**Written request:** Every record below should be printed exactly as given.

Object position labeling entries:
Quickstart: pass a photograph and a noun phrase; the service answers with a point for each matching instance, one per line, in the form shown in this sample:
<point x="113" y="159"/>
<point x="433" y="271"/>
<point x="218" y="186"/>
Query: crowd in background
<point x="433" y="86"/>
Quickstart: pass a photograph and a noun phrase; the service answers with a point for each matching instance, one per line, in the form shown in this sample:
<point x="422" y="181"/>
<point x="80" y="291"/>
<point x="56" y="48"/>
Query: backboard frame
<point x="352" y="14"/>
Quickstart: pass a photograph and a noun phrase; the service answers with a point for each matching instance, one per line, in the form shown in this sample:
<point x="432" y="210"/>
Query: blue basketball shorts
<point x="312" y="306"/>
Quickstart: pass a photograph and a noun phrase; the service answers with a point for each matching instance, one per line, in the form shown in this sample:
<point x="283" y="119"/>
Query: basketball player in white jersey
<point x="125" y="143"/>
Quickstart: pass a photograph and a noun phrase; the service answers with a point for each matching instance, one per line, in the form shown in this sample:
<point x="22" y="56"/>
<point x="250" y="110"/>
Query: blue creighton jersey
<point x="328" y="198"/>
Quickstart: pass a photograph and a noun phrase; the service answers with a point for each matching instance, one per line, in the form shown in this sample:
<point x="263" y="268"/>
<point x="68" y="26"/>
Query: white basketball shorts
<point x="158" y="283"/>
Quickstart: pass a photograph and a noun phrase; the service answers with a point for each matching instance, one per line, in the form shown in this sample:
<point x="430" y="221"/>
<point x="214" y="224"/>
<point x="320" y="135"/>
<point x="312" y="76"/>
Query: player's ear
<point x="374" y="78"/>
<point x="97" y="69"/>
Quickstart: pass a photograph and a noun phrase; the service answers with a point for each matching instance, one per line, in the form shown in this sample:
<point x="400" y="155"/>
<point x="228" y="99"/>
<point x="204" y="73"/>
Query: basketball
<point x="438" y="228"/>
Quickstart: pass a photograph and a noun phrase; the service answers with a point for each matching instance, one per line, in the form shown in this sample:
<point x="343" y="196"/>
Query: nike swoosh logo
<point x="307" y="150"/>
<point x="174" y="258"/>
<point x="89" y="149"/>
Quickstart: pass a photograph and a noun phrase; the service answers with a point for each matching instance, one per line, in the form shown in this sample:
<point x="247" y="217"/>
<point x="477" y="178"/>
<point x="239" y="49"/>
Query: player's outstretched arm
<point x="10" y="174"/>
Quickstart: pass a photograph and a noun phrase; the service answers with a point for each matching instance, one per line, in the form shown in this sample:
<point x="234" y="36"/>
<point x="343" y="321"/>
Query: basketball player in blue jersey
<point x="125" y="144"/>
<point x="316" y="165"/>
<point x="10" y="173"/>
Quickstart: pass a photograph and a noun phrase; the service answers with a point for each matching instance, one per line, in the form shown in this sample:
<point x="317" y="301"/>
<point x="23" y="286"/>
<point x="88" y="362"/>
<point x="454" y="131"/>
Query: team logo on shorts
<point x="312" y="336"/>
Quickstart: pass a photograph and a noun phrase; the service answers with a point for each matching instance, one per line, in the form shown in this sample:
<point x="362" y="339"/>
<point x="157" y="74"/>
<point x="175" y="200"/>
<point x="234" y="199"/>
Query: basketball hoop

**Correct result:**
Quickstart: pass a photograph and a noun phrase; the service answers with a point for each matching instance, one per line, in the form shown in this sample:
<point x="113" y="159"/>
<point x="433" y="271"/>
<point x="218" y="186"/>
Query: crowd in background
<point x="433" y="86"/>
Quickstart: pass a photograph and a noun phrase; the service answers with a point for each matching instance, one per line, in the form shown in this sample:
<point x="422" y="181"/>
<point x="80" y="291"/>
<point x="56" y="48"/>
Query: backboard frame
<point x="352" y="14"/>
Quickstart: pass a photograph and a noun phrase; the service answers with a point for each matching instance, one per line, in the form shown in this sample:
<point x="432" y="210"/>
Query: blue basketball shorts
<point x="312" y="306"/>
Quickstart: pass a photograph and a noun phrase; the service answers with a point for each matching instance, one per line, in the form shown in this sample:
<point x="283" y="119"/>
Query: basketball player in white jersey
<point x="125" y="143"/>
Quickstart: pass a photograph and a noun phrase; the service answers with a point for each matching instance, one per line, in the form shown in this sample:
<point x="22" y="56"/>
<point x="250" y="110"/>
Query: blue creighton jersey
<point x="328" y="198"/>
Quickstart: pass a photograph and a noun phrase; the service answers with a point for each matching instance, one per line, in the form shown in this sample:
<point x="263" y="268"/>
<point x="68" y="26"/>
Query: white basketball shorts
<point x="158" y="283"/>
Quickstart: pass a photograph and a noun phrase; the service answers with a point for each matching instance, one per line, in the form shown in this sample:
<point x="430" y="221"/>
<point x="214" y="224"/>
<point x="320" y="135"/>
<point x="312" y="76"/>
Query: player's ear
<point x="374" y="78"/>
<point x="97" y="69"/>
Quickstart: pass a photograph and a noun phrase; the service answers with a point for each matching instance, one per line, in the form shown in this sample:
<point x="400" y="155"/>
<point x="228" y="99"/>
<point x="204" y="73"/>
Query: basketball
<point x="438" y="228"/>
Quickstart: pass a photograph and a noun phrase; the service answers with a point for each matching instance, one per line, in the form shown in this sample:
<point x="343" y="196"/>
Query: nike swoosh logo
<point x="307" y="150"/>
<point x="174" y="258"/>
<point x="89" y="149"/>
Quickstart: pass a photograph and a noun phrase; the service answers with a point for each matching instance, one per line, in the form shown in this sample:
<point x="247" y="217"/>
<point x="477" y="178"/>
<point x="239" y="49"/>
Query: player's outstretched arm
<point x="10" y="174"/>
Quickstart: pass a photograph and a noun phrase; the service answers with a point for each matching instance, one per line, in the form shown in this sample:
<point x="234" y="36"/>
<point x="343" y="321"/>
Query: basketball player in blue jersey
<point x="125" y="144"/>
<point x="316" y="165"/>
<point x="10" y="173"/>
Quickstart: pass a photograph and a noun phrase; the service answers with a point for each matching instance, one per line, in the form shown in this sample:
<point x="317" y="301"/>
<point x="23" y="286"/>
<point x="88" y="362"/>
<point x="454" y="131"/>
Query: team logo on shorts
<point x="312" y="336"/>
Quickstart: pass a photograph and a noun phrase; the service answers with a point for each matching instance, one per line, in the form shown in this sample:
<point x="362" y="339"/>
<point x="157" y="74"/>
<point x="175" y="200"/>
<point x="234" y="199"/>
Query: basketball hoop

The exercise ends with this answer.